**EXERCISE TEXT**

=======

A review article. We know that the prisoner's dilemma does not accurately predict the way people behave in experiments. Why? Using PET scanning, the authors seek to shed light on this.

First, they expect to find that people enjoy punishing unfair behavior (i.e. people who defect against a cooperating player). They use three experimental conditions in which punishment is possible. In the first condition, punishment is costly (it costs both the cooperator and the defector); in the second, punishment is free (but costs the bad guy money); in the third/control, punishment is only symbolic (i.e. it incurs no financial costs). By comparing the costly and free cases to the symbolic case, they see that the reward areas of the brain are activated when we get to give an actual punishment.

Second, they expect to find that people enjoy cooperating for its own sake. They test this by using PET scanning when subjects play a prisoner's dilemma against either a real person or a computer. The monetary payoffs are the same in either case, so we can cancel out those areas of the brain. But in the human case, you might also get an additional payoff from the act of mutual cooperation. Turns out, you do; the reward centers of the brain are activated by mutual cooperation. There is an additional payoff from cooperating with a human.


They discuss recent neuroeconomic evidence that people derive non pecuniary utility from both mutual cooperation and from punishing unfair behavior in these games. Thus the mutual cooperation that takes place despite the free riding incentives and the punishment of people who do free ride is not irrational, but better understood as a rational response of people with corresponding social preferences.

The authors examine the effect of Neuropeptide Oxytocin (OT) on trusting and trustworthy behavior. OT is shown to elicit more trusting behavior when administered to subjects even when their beliefs do not change. These results in concert show not only that people exhibit prosocial behavior but that other people believe they do and trust them.


Subjects play a trust game where they send money to another player and hope the other player sends money back to them. The first player can keep his money, or he can send the money to the second player; the second player can keep this money, or transfer it back to the first. Any money that is sent back to the first player is automatically doubled. Thus, both players can be better off if both transfers occur than if neither transfer occurs, but the first player must trust the second player not to keep all the money.

The experimental conditon: The first player is given the option to punish the second player for failure to transfer money back.


Brain scan imaging shows that punishing untrustworthy people activates the reward response areas of the brain, suggesting that people get pleasure out of punishing untrustworthy people. Evidence further shows that stronger stimulation comes from punishing economically rather than randomly. That is, only when you are wronged instead of blindly punishing everyone.

Evidence also shows more stimulation of the reward part of the brain is produced through cooperative gains. That is, the authors scan people receiving equal monetary rewards, but one receives the reward as a result of cooperation with another human and the other just gets it (or gets it by playing a computer). There is additional activity in the brain's reward areas when the money comes from cooperation.

Adjusting OT levels in players also affects their ability to trust. Trust is variable, which means economists' assumptions about fixed preferences is wrong.

=======

**DATASET**
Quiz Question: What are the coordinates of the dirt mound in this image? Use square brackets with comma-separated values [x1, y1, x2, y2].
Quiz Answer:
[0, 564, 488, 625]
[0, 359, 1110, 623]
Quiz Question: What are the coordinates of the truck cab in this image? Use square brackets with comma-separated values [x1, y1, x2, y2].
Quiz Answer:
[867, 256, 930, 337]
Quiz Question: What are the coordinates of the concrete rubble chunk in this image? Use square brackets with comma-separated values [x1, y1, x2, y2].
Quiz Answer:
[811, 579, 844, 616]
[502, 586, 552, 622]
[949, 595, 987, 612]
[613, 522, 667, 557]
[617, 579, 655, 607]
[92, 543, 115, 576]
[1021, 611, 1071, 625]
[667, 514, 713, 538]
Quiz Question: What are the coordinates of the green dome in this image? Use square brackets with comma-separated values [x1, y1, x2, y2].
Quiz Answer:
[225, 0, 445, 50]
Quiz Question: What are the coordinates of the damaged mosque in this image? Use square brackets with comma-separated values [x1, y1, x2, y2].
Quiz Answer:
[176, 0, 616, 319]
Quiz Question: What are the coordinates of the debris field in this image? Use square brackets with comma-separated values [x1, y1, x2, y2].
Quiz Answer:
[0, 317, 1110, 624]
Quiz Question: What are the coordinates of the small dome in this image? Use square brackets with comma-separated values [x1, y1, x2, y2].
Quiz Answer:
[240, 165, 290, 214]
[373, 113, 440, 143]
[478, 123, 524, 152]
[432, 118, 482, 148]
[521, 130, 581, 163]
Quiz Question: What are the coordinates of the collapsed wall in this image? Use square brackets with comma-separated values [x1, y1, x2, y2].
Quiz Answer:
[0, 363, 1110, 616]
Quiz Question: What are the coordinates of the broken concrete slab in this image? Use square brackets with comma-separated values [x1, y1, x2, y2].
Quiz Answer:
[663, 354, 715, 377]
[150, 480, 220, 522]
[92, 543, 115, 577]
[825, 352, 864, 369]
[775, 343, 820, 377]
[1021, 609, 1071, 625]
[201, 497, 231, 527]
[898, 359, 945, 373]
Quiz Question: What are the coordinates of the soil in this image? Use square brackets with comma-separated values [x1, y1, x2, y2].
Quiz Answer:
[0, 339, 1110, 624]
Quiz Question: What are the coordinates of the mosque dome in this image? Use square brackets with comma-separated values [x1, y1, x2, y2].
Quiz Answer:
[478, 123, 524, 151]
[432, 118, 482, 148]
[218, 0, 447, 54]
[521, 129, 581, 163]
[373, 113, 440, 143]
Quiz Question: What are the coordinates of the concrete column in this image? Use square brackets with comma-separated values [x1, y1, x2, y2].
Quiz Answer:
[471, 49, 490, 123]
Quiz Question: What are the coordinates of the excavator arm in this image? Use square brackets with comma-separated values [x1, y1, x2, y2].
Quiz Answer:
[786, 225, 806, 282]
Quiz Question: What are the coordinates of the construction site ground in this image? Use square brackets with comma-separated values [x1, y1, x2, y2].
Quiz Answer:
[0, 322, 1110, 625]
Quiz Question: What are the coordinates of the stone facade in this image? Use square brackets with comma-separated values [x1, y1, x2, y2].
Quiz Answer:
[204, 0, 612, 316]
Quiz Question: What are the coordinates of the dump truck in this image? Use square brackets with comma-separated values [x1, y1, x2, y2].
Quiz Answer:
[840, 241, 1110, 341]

=======

**WORK ITEM**
In the trust game in the neuroeconomics summary, what happens to any money sent back to the first player? The items have no connection to the neuroeconomics summary.

**PROBLEM SOLUTION**
It is automatically doubled.